Page excerpt:
##############################
Will Relations Between Two Koreas Affect US?

21 June, 2017

The new president of South Korea is working to improve relations with North Korea. American experts are watching the efforts to reopen the Kaesong Industrial Complex closely.

South Korean President Moon Jae-in named Cho Myoung-gyun to lead efforts to improve relations with North Korea on June 13th. Shortly after being named to the post, Cho told reporters that "operations at the Kaesong Industrial Complex should be restored."

Cho played an important role in opening the economic cooperation project between the two Koreas in 2004. The jointly-operated industrial complex reportedly paid $100 million a year in wages to 54,000 North Korean workers.

South Korea closed the complex in February 2016 to punish North Korea for its nuclear testing and long-range rocket launches.

South Korean owners who run factories in the suspended inter-Korean Kaesong Industrial Complex, attend an emergency meeting held by the council of South Korean companies operating in the industrial park, in Seoul, South Korea, Friday, Feb. 12, 2016.
South Korean owners who run factories in the suspended inter-Korean Kaesong Industrial Complex, attend an emergency meeting held by the council of South Korean companies operating in the industrial park, in Seoul, South Korea, Friday, Feb. 12, 2016.

Americans not happy with reopening plan

Some American officials were not happy with Cho's plans. Many experts believe reopening the complex could hurt relations between the United States and South Korea.

Sue Mi Terry is a former CIA analyst. She studies North Korea. She told VOA that any action that benefits North Korea would be in opposition to the Trump administration's goal of stopping North Korea's nuclear weapons program.

"Because don't know where the money is going, it could be contributing to North Korea's WMD [weapons of mass destruction] missile program. There is no evidence that it's not."

Thomas Countryman was the assistant secretary of state for international security and nonproliferation in the Obama administration. He says reopening the complex would harm international efforts to stop the North's nuclear weapons program.

"There is simply no way that the Republic of Korea could convince China to have a strict enforcement of the U.N. resolutions if South Korea is reopening a complex that provides tens of millions of dollars of hard currency every year to the North Korean regime."
##############################
Source excerpt:
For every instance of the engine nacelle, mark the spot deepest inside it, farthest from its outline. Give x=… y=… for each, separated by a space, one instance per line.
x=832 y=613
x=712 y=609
##############################
Exercises to complete:
[A] According to the article on the two Koreas, when did South Korea close the Kaesong Industrial Complex?
[B] Retype the article on the two Koreas word for word, everything from "Sue Mi Terry" down to "Korea's nuclear weapons program.".

Outputs:
[A] In February 2016.

[B]
Sue Mi Terry is a former CIA analyst. She studies North Korea. She told VOA that any action that benefits North Korea would be in opposition to the Trump administration's goal of stopping North Korea's nuclear weapons program.